▶ **ТЕКСТ ДЛЯ ЧТЕНИЯ**:
● ● ●

ТЕАТР ЖЕСТОКОСТИ [1]
( Второй манифест)

   Признаемся ли мы в этом или нет, сознательно или бессознательно, состояние поэтическое, трансцендентное состояние жизни, – это и есть по сути то, чего ищет публика посредством любви, преступления, наркотиков, войны или бунта.
   Театр Жестокости и был создан для того, чтобы внедрить в театр представление о жизни страстной и судорожной; и жестокость, на которую нам хотелось бы опереться, следует понимать именно в смысле такой неистовой суровости, крайнего сгущения сценических элементов.
   Эта жестокость, которая будет, коли нужно, кровавой, но вовсе не окажется таковой систематически, совпадает, стало быть, с представлением о некой сухой моральной чистоте, что не боится заплатить жизни ту цену, которую ей приходится платить.
1. С ТОЧКИ ЗРЕНИЯ ОСНОВАНИЯ,
   иначе говоря, с точки зрения рассматриваемых сюжетов и тем:
   Театр Жестокости будет избирать сюжеты и темы, отвечающие' возбуждению и беспокойству, свойственным нашей эпохе.
   Важно не оставлять кинематографу заботу о том, чтобы выявить Мифы современного человека и современной жизни. О нет, театр сделает это в одному ему свойственной манере, иначе говоря, в противоположность поверхностному раскрытию мира с точки зрения экономики, пользы и техники, он вернется к великим заботам, великим и значительным страстям, которые этот современный театр обнаруживает под всем лоском якобы цивилизованного человека.
   Такие темы будут космическими, всеобщими, истолкованными в соответствии с самыми древними текстами, заимствованными из старых мексиканских, индуистских, иудаистских, иранских космогоний и тому подобных источников.
   Он откажется от человека психологического, от четко очерченных характеров и чувств, то есть от цельного человека, но отнюдь не от человека социального, который подчинен законам и искажен религиями и предписаниями; к этим-то предписаниям он и обратится.
   В самом человеке же он вступит не только в ясную, лицевую сторону духа, но и в область его изнанки; реальность воображения и грез проявится тут наравне с самой жизнью.
   Кроме того, здесь будут показаны общественные потрясения, столкновения между народами и между расами, природные силы, вмешательство слепого случая, притягательность рокового стечения обстоятельств, – либо косвенно, в воодушевлении и жестах персонажей, которые встанут вровень с богами, героями или чудовищами, – либо прямо, в форме материальных явлений, доступных с помощью новейших научных средств.
   Эти боги или герои, эти чудовища, эти природные и космические силы будут толковаться в соответствии с образами самых древних священных текстов и старых космогоний.
2. С ТОЧКИ ЗРЕНИЯ ФОРМЫ,
   кроме того, когда благодаря возвращению к древним первобытным Мифам окажется реализованной стоящая перед театром необходимость вновь окунуться в источник: поэзии, остающийся вечно увлекательным и осмысленным даже для самой холодной и безразличной публики, мы потребуем именно от постановки, а не от текста, стремления материализовать и прежде всего сделать актуальнымивсе эти давние столкновения, – иначе говоря, мы потребуем, чтобы эти темы были прямо перенесены в театр и материализовались в движениях, выражениях и жестах еще до того, как будут высказаны в словах.

● ● ●

▶ **ЧТО СДЕЛАТЬ**: Продолжите текст о Театре Жестокости, начав сразу после его последнего предложения. Строки, приведённые далее, никак не связаны с текстом о Театре Жестокости.

▶ **ИЗВЛЕЧЁННЫЕ СТРОКИ**:
● ● ●

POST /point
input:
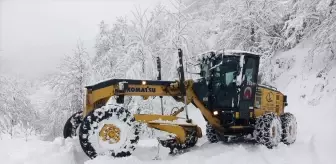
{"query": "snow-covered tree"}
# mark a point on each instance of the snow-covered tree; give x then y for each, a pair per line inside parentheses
(15, 104)
(68, 85)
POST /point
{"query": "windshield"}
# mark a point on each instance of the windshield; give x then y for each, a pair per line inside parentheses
(225, 72)
(205, 69)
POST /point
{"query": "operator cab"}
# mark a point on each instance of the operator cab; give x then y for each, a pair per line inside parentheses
(228, 81)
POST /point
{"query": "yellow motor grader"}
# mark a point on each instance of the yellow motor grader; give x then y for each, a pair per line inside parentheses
(228, 95)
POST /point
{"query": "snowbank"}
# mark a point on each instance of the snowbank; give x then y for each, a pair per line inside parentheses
(311, 97)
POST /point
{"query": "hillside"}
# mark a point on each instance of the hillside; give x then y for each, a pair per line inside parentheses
(311, 97)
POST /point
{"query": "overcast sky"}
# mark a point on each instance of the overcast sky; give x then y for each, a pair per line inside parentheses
(35, 34)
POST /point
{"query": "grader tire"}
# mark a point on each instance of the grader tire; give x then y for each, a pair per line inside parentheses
(289, 128)
(268, 130)
(109, 130)
(72, 124)
(211, 134)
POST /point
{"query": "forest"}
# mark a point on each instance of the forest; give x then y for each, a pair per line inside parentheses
(128, 47)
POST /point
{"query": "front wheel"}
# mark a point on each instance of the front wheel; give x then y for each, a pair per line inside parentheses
(268, 130)
(72, 124)
(110, 130)
(289, 128)
(211, 134)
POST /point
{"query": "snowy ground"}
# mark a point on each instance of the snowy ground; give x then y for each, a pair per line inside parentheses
(311, 99)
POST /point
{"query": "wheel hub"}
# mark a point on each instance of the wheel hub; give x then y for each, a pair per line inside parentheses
(273, 132)
(290, 130)
(111, 133)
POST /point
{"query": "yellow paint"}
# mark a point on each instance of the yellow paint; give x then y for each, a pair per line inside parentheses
(175, 129)
(237, 115)
(271, 101)
(111, 133)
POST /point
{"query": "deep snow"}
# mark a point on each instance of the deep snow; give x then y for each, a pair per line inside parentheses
(311, 97)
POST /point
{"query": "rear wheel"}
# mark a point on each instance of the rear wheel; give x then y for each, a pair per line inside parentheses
(289, 128)
(268, 130)
(110, 130)
(211, 134)
(72, 124)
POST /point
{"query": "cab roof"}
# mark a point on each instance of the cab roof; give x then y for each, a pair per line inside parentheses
(216, 53)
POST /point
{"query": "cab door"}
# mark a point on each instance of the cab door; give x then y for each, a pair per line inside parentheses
(248, 86)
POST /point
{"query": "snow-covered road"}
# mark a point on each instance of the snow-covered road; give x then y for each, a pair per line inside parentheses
(68, 151)
(311, 100)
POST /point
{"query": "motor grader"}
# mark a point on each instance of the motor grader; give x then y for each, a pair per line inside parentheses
(228, 95)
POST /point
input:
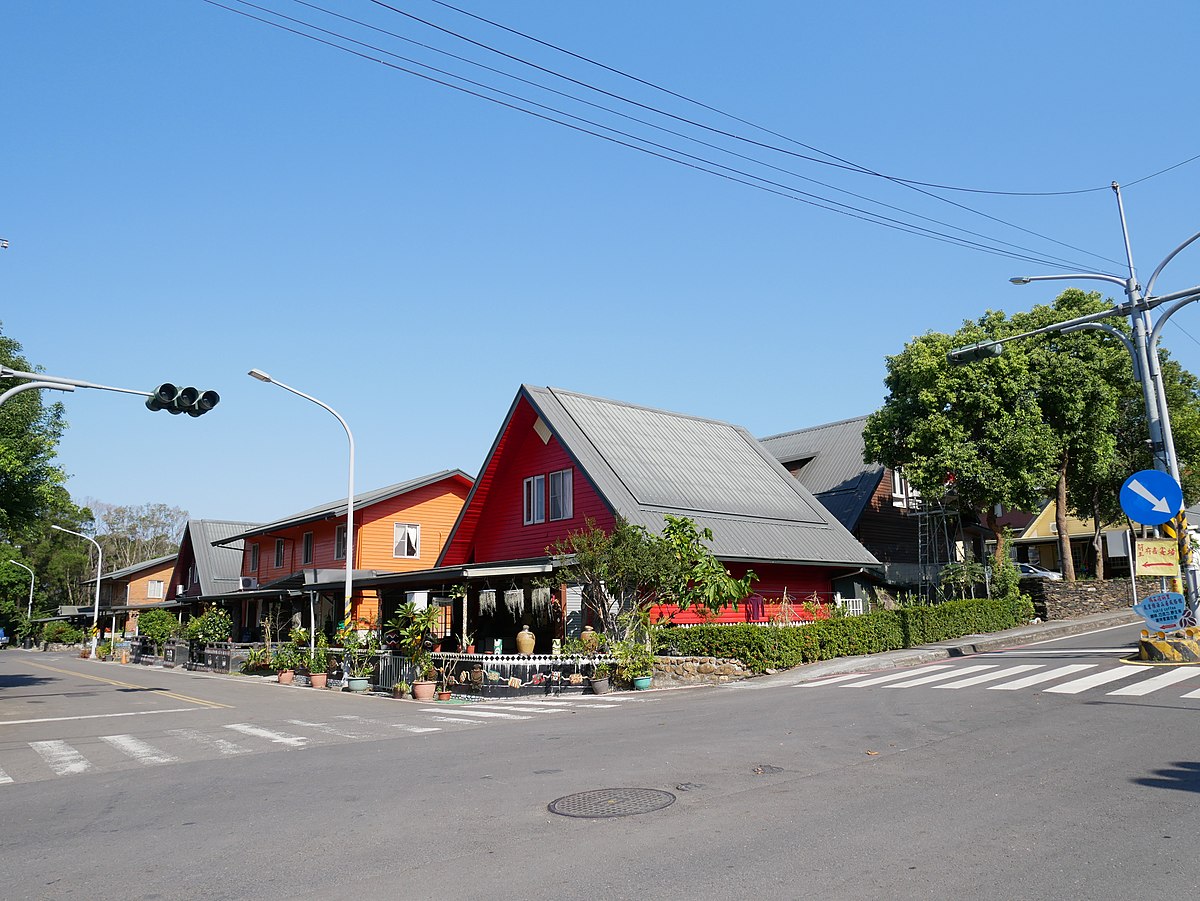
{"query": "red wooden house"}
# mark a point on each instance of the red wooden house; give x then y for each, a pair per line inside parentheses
(562, 458)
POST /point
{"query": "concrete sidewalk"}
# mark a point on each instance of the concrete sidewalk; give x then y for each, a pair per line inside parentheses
(941, 650)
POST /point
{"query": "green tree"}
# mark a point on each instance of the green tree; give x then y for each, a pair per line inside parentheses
(29, 436)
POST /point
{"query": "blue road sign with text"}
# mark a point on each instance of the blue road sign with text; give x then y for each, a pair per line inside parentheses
(1151, 497)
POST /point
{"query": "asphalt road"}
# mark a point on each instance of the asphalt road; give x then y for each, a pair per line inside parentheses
(993, 776)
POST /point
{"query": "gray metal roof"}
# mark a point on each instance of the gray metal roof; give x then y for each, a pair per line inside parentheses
(337, 508)
(216, 568)
(647, 463)
(828, 461)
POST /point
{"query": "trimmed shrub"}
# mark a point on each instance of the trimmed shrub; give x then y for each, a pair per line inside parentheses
(762, 648)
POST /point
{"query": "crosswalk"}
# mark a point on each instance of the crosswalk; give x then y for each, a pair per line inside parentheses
(36, 761)
(1062, 679)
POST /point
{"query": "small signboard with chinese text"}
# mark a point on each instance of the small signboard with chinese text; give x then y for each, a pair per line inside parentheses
(1158, 557)
(1162, 611)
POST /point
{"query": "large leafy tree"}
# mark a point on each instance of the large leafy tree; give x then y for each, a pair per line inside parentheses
(29, 436)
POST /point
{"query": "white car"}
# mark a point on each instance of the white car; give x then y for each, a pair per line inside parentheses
(1029, 570)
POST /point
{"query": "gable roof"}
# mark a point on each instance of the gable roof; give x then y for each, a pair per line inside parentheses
(334, 509)
(216, 568)
(646, 463)
(831, 466)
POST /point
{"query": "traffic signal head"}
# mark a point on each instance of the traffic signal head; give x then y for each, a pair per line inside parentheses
(973, 353)
(183, 400)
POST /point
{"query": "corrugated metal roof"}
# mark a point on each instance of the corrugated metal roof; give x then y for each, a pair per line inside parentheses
(337, 508)
(828, 461)
(648, 462)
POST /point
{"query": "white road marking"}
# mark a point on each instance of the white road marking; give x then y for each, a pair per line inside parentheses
(1038, 678)
(1157, 682)
(225, 746)
(894, 677)
(281, 738)
(991, 677)
(939, 677)
(487, 714)
(1091, 682)
(139, 750)
(61, 757)
(97, 716)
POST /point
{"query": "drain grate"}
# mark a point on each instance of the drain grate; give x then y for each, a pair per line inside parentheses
(611, 803)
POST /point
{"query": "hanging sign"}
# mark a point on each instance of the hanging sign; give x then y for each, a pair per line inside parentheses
(1162, 611)
(1157, 557)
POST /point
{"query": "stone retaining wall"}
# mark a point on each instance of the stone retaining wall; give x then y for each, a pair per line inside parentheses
(697, 671)
(1067, 600)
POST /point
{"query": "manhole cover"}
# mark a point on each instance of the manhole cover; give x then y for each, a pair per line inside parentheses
(612, 803)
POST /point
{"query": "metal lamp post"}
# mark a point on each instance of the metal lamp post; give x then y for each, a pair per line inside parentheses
(100, 569)
(349, 492)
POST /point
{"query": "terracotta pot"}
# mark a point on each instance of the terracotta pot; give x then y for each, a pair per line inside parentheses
(423, 690)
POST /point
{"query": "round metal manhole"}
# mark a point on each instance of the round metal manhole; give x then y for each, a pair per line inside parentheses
(611, 803)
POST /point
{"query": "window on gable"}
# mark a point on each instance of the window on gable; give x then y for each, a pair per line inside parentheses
(408, 540)
(535, 499)
(562, 502)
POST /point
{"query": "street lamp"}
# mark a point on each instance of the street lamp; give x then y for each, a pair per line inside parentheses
(349, 492)
(100, 569)
(31, 577)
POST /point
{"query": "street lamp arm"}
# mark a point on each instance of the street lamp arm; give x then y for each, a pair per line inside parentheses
(1073, 277)
(1168, 258)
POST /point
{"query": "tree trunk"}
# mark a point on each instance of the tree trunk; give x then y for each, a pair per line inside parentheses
(1066, 562)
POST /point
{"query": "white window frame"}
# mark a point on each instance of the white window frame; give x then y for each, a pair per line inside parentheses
(534, 499)
(411, 534)
(563, 494)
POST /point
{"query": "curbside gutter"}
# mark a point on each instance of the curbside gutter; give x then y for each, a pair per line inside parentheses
(960, 647)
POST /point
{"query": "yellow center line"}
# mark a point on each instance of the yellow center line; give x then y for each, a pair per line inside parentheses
(172, 695)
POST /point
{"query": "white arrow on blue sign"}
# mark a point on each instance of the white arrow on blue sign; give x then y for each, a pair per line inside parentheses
(1151, 497)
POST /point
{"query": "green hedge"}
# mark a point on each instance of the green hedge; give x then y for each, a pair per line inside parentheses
(763, 648)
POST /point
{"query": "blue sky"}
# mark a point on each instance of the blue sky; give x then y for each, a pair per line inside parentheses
(190, 193)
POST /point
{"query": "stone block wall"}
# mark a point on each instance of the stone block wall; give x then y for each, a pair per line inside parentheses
(1067, 600)
(697, 671)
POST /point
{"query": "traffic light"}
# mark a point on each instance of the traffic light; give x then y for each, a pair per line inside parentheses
(183, 400)
(973, 353)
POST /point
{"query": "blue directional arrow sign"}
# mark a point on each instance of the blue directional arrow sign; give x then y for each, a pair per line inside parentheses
(1151, 497)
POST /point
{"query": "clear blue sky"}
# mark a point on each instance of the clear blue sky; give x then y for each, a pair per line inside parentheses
(190, 193)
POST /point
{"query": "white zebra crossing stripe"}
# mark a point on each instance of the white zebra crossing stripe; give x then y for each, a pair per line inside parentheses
(61, 757)
(1091, 682)
(487, 714)
(939, 677)
(893, 677)
(281, 738)
(991, 677)
(1038, 678)
(225, 746)
(137, 749)
(1157, 682)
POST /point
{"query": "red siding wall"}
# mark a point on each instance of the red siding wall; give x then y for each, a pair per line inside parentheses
(501, 533)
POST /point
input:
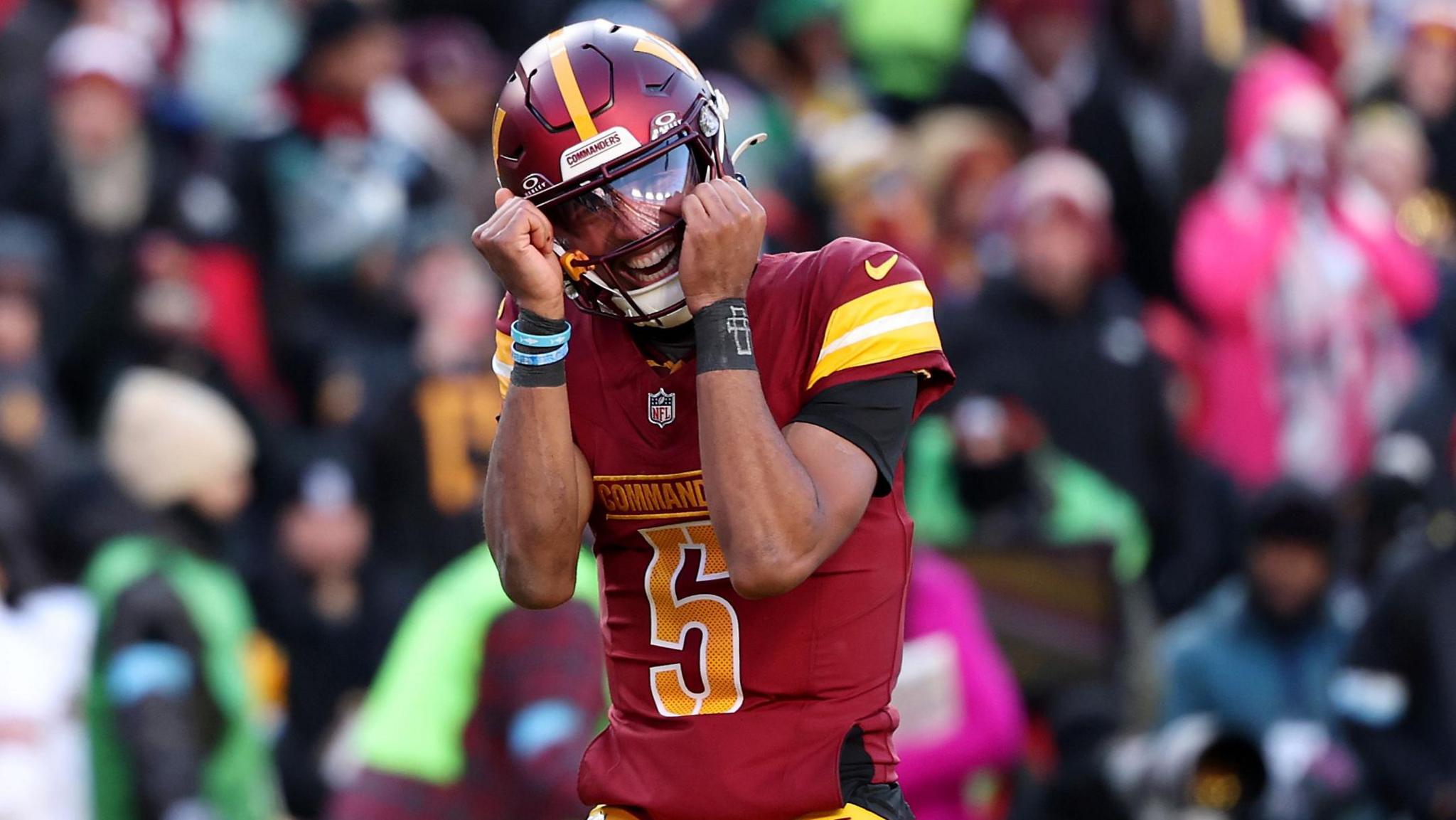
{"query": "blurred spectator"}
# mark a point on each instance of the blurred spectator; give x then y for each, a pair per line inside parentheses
(1162, 63)
(1203, 543)
(433, 439)
(1303, 287)
(1426, 83)
(34, 424)
(906, 48)
(329, 608)
(46, 640)
(1065, 319)
(332, 206)
(961, 159)
(960, 711)
(987, 476)
(481, 711)
(1264, 649)
(1034, 62)
(441, 110)
(171, 711)
(1386, 154)
(141, 275)
(1426, 421)
(846, 147)
(1398, 692)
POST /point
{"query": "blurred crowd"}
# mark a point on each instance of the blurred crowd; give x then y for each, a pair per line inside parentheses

● ● ●

▶ **РЕЗУЛЬТАТ**:
   Таким образом, мы отвергнем суеверную зависимость театра от текста, мы отвергнем диктатуру писателя.
   Именно так мы вновь сольемся с давним народным зрелищем, которое непосредственно ощущается и перелагается нашим духом, несмотря на все искажения, вносимые языком, и в обход всех подводных камней речи и слов.
   Мы рассчитываем на то, что театр будет прежде всего основан на зрелище, внутри же такого зрелища мы введем новое представление о пространстве, которое будет теперь использоваться во всех возможных планах и под всеми углами зрения в перспективе глубины и высоты. К этому представлению присоединится специфическая идея времени вместе с идеей движения:
   в данный отрезок времени мы соединим с возможно большим числом движений возможно большее число физических образов и значений, обыкновенно связанных с подобными движениями.
   Используемые образы и движения окажутся здесь не только ради поверхностного услаждения глаз и ушей, но и ради более тайного и более плодотворного наслаждения духа.
   Таким образом, театральное пространство будет использовано не только в разных своих измерениях и объеме, но также, если так можно выразиться, со своей изнанки.
   Взаимное пересечение образов и движений вследствие тайного сговора объектов приведет к внезапным молчаниям, к восклицаниям и новым ритмам, к созданию настоящего физического языка, основанного уже не на словах, а на знаках.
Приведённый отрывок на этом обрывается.